* TASK INPUT *
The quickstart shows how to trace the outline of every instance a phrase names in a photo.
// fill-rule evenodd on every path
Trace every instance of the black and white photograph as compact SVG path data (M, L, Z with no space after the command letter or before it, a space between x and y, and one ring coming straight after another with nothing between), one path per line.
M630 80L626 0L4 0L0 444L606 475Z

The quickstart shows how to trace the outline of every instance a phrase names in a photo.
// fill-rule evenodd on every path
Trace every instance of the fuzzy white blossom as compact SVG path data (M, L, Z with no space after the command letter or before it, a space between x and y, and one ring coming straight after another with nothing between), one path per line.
...
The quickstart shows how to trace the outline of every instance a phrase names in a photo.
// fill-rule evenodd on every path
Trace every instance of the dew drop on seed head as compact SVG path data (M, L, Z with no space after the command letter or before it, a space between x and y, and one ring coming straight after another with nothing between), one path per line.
* * *
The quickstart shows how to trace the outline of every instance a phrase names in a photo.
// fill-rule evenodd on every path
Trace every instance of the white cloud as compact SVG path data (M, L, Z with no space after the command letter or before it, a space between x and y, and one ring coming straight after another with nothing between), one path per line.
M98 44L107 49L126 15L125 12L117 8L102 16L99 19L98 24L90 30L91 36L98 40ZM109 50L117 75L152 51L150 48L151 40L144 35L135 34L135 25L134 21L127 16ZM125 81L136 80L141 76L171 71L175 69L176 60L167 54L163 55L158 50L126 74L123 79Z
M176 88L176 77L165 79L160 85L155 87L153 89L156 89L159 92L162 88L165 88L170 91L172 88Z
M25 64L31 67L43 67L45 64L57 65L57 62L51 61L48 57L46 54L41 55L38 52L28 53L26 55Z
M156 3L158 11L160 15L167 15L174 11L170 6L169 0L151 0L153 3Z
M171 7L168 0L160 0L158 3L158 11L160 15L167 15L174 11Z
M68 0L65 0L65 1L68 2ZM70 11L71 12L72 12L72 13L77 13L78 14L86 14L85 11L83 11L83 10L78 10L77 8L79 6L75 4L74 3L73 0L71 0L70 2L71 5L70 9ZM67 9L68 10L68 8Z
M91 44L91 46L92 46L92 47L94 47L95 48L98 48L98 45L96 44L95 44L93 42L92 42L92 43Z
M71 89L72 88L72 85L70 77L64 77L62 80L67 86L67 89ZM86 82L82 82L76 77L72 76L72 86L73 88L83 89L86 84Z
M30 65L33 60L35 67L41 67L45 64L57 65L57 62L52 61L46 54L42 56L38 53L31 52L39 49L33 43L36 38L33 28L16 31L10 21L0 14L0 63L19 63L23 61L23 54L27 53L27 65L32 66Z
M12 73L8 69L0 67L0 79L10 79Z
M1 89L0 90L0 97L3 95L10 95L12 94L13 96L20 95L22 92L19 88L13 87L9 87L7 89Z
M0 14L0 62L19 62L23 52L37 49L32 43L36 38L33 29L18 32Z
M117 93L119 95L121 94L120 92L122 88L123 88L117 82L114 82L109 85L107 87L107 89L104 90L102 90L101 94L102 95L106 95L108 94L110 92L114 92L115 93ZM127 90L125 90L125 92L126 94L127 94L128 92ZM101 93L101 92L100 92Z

* EXERCISE GOAL *
Filter the lines above, keeping only those that contain the word "another", and copy each of them in full. Case counts, so a line matches only when its capitalization is identical to the word's.

* TASK RESULT *
Trace every instance of the black and white photograph as compact SVG path data (M, L, Z with no space after the command letter or before it, a space between x and y, and one ring coming straight after another with nothing between), one path per line.
Trace every instance of the fuzzy white blossom as compact SVG path data (M, L, Z with no space after the command letter or before it, a space between x and y, and one ring coming straight after another with nothing between), one path per line.
Trace every instance of the dew drop on seed head as compact SVG path data (M, L, Z with no space after the command letter or before it, a space between x and y, and one ring coming straight after another with nothing between), one path per line.
Trace every instance of the white cloud as compact SVG path data (M, L, Z with no space after the command letter or before it, a space between x and y, and one ring coming straight after another with nothing between), one path per line.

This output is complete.